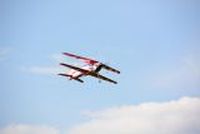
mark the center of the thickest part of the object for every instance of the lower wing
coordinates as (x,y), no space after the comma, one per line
(102,77)
(94,74)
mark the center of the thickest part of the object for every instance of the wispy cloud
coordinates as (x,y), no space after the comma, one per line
(173,117)
(28,129)
(43,70)
(47,69)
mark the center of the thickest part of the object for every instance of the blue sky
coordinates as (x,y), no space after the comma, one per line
(154,43)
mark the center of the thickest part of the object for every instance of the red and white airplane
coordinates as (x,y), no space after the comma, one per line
(92,68)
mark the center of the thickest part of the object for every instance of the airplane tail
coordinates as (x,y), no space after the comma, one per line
(70,78)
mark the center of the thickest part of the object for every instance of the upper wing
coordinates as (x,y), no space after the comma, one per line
(89,73)
(102,77)
(111,69)
(75,68)
(87,60)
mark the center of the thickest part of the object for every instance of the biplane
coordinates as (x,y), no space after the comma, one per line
(91,68)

* **Work to do**
Recast all of the rows above as a Markdown table with the columns No. and Line, giving each line its own number and skipping blank lines. Leave the pictures out of the table.

* **Correct output**
| No. | Line |
|---|---|
| 1 | mark the center of the thickest part of the object for every instance of the lower wing |
| 2 | coordinates as (x,y), no space after the comma, one per line |
| 3 | (102,77) |
| 4 | (94,74) |
| 5 | mark the center of the thickest part of the object for every instance of the wispy cloud |
| 6 | coordinates as (x,y), no space after the comma, one per line |
| 7 | (173,117) |
| 8 | (28,129) |
| 9 | (43,70) |
| 10 | (47,69) |
| 11 | mark the center of the thickest part of the object for every instance of the blue sky |
| 12 | coordinates as (x,y), no space after the comma, one per line |
| 13 | (154,43) |
| 14 | mark the center of the thickest part of the object for every instance of the red and white airplane |
| 15 | coordinates as (x,y), no space after the comma, one per line |
| 16 | (92,68) |
| 17 | mark the center of the thickest part of the object for every instance of the airplane tail |
| 18 | coordinates as (x,y), no space after the comma, one per line |
| 19 | (70,78) |
| 20 | mark the center of the thickest part of the object for every instance of the upper wing |
| 21 | coordinates as (x,y), no space after the comma, one per line |
| 22 | (89,73) |
| 23 | (102,77) |
| 24 | (111,69) |
| 25 | (75,68) |
| 26 | (87,60) |
| 27 | mark the center of the thickest part of the object for every instance of the biplane |
| 28 | coordinates as (x,y), no space after the comma, one per line |
| 29 | (91,68) |